* **EXTRACTED DATA**

* * * * * * *

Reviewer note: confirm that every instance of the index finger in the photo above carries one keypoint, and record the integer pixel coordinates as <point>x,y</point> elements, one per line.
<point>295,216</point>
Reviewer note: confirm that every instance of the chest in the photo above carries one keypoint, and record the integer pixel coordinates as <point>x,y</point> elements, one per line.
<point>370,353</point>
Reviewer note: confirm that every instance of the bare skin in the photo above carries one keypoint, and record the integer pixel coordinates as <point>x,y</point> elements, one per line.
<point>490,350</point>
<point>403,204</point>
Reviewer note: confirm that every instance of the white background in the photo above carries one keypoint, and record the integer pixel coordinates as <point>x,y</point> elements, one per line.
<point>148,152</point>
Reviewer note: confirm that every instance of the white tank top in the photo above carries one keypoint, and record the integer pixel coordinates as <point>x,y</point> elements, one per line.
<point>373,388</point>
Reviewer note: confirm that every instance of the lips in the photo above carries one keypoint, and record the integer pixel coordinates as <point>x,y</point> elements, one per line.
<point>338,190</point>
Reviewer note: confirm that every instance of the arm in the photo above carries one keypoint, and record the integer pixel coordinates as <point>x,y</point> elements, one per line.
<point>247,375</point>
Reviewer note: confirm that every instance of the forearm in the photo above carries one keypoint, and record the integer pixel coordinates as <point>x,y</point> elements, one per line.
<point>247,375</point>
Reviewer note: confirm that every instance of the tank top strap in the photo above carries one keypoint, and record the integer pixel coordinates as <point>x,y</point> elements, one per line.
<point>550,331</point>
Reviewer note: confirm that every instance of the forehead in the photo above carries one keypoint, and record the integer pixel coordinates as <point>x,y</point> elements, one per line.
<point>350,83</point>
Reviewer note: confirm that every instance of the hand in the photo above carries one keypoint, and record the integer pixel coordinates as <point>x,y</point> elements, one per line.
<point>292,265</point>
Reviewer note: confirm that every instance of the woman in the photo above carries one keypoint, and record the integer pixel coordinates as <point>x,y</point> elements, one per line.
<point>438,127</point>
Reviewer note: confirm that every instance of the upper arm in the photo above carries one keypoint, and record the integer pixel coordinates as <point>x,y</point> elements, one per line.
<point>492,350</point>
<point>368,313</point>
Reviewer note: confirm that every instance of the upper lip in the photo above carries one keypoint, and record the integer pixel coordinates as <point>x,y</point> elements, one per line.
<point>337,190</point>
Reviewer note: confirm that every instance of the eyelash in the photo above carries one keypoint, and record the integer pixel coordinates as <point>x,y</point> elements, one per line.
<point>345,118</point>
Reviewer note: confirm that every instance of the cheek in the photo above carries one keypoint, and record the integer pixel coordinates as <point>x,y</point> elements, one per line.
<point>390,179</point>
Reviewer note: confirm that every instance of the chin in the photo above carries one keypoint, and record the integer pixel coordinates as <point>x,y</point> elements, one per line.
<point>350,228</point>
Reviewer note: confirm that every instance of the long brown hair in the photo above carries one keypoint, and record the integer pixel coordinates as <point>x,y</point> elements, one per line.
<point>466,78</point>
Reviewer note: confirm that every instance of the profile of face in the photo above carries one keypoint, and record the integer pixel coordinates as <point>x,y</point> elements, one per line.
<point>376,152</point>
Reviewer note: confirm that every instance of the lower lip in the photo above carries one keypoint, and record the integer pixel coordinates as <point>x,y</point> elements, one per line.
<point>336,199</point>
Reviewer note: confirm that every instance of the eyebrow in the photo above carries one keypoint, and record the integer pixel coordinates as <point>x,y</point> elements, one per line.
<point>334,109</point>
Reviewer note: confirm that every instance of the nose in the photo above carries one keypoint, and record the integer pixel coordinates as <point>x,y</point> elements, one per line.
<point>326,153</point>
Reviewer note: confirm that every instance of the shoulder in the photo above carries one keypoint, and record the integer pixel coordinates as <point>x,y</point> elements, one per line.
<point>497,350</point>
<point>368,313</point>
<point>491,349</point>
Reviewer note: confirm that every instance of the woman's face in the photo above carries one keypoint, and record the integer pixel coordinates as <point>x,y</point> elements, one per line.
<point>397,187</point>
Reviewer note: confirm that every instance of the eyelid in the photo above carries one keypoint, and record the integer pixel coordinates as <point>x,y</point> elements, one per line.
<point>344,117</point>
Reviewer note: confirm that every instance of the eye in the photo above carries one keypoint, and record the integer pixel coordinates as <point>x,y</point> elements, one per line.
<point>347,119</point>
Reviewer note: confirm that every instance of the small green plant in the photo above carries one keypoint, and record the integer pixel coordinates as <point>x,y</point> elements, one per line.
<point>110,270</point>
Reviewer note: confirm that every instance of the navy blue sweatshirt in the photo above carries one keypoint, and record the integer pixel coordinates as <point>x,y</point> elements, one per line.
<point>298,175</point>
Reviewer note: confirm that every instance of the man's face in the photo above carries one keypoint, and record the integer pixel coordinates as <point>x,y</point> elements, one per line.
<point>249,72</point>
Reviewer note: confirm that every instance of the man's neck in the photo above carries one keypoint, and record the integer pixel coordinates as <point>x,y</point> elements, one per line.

* * * * * * *

* **INSTRUCTIONS TO FOLLOW**
Please return every entry exactly as it appears.

* **RESULT FOR THIS EXERCISE**
Reviewer note: confirm that every instance of the index finger in the photo above carries one keypoint, and record the integer pixel coordinates as <point>x,y</point> elements, one per line.
<point>295,216</point>
Reviewer note: confirm that every instance of the chest in the photo above carries one keypoint, and record the integer pixel coordinates as <point>x,y</point> elements, one per line.
<point>370,353</point>
Reviewer note: confirm that every instance of the bare skin in the photo above carries one keypoint, and record the integer pixel coordinates as <point>x,y</point> elements, one per line.
<point>490,350</point>
<point>403,204</point>
Reviewer note: confirm that every instance of the white background in the photo above carries one keypoint, and record the integer pixel coordinates as <point>x,y</point> elements, one per line.
<point>148,152</point>
Reviewer note: confirm that every instance of the white tank top in the photo above carries one keypoint, and record the integer pixel coordinates as <point>x,y</point> elements, one per line.
<point>373,388</point>
Reviewer note: confirm that every instance of the lips in the photo above carries one keypoint, and record the integer pixel coordinates as <point>x,y</point> elements, one per line.
<point>338,190</point>
Reviewer note: confirm that every instance of the arm in the photo above carries one keypoint, and record the integer pixel coordinates as <point>x,y</point> elements, one per line.
<point>247,375</point>
Reviewer note: confirm that every instance of the forearm in the photo above carries one keypoint, and record the integer pixel coordinates as <point>x,y</point> elements, one per line.
<point>247,375</point>
Reviewer note: confirm that every instance of the tank top strap in the photo above carries one keypoint, and record the integer pixel coordinates as <point>x,y</point> elements, one per line.
<point>550,331</point>
Reviewer note: confirm that every instance of the forehead in the photo above carries one keypoint, and record the integer pixel coordinates as <point>x,y</point> elements, one per line.
<point>350,83</point>
Reviewer note: confirm that every instance of the hand in the photo above carries one keypoint, and record the integer pixel coordinates as <point>x,y</point> elements, one per line.
<point>292,265</point>
Reviewer note: confirm that every instance of the woman in the photo above carries one keypoint, and record the integer pixel coordinates as <point>x,y</point> elements, one per line.
<point>438,127</point>
Reviewer note: confirm that every instance of the upper arm in the photo above carries one keypoint, and record the integer pixel coordinates as <point>x,y</point> elements, one per line.
<point>492,350</point>
<point>368,313</point>
Reviewer note: confirm that every instance of the upper lip in the photo above carries one keypoint, and record the integer pixel coordinates as <point>x,y</point> elements, one per line.
<point>337,190</point>
Reviewer note: confirm that every instance of the eyelash in the photo above carries one keypoint, and record the integer pixel coordinates as <point>x,y</point> elements, one per line.
<point>345,118</point>
Reviewer note: confirm that every instance of the cheek in the photo above carries one keypoint, and record the integer pixel coordinates as <point>x,y</point> elements, one per line.
<point>390,179</point>
Reviewer note: confirm that every instance of the chin in the photo above carries one keypoint, and record the integer pixel coordinates as <point>x,y</point> elements, one per line.
<point>350,228</point>
Reviewer note: confirm that every instance of the long brown hair in the photo above carries one keypoint, and record the integer pixel coordinates as <point>x,y</point> elements, one per line.
<point>466,78</point>
Reviewer note: confirm that every instance of the profile of face in the photo above carries one keypoint, and record the integer pixel coordinates as <point>x,y</point> elements, one per line.
<point>376,152</point>
Reviewer note: confirm that every instance of the lower lip in the photo above carries one keypoint, and record the integer pixel coordinates as <point>x,y</point> elements, one per line.
<point>336,199</point>
Reviewer note: confirm that every instance of the eyebrow in the photo above carries one keypoint, and record the integer pixel coordinates as <point>x,y</point> elements, one per line.
<point>334,109</point>
Reviewer note: confirm that every instance of the nose in the photo above carries one keypoint, and record the integer pixel coordinates as <point>x,y</point> elements, one per line.
<point>326,153</point>
Reviewer note: confirm that every instance of the shoulder in the photo above carries one keypoint, and record the integer pixel coordinates as <point>x,y</point> elements, one per line.
<point>497,350</point>
<point>368,313</point>
<point>491,349</point>
Reviewer note: confirm that every instance of the woman's face in the photo above carries one keypoint, and record the integer pixel coordinates as <point>x,y</point> elements, one per line.
<point>397,187</point>
Reviewer note: confirm that every instance of the eyelid in the photo above carries one keypoint, and record the integer pixel coordinates as <point>x,y</point> elements, one per line.
<point>344,117</point>
Reviewer note: confirm that every instance of the eye in the photo above carries one keypoint, and record the integer pixel coordinates as <point>x,y</point> elements, one per line.
<point>347,119</point>
Reviewer note: confirm that every instance of the small green plant in the photo above carries one keypoint, and record the integer pixel coordinates as <point>x,y</point> elements, one per line.
<point>110,270</point>
Reviewer note: confirm that every instance of the navy blue sweatshirt in the photo above carries one keypoint, and record the integer pixel coordinates as <point>x,y</point> elements, one per line.
<point>298,175</point>
Reviewer note: confirm that every instance of the man's face in the photo above carries one keypoint, and record the integer pixel coordinates as <point>x,y</point> elements, one per line.
<point>249,72</point>
Reviewer note: confirm that every instance of the man's neck in the photo above carries one keypoint, and record the integer pixel coordinates as <point>x,y</point> elements, one per line.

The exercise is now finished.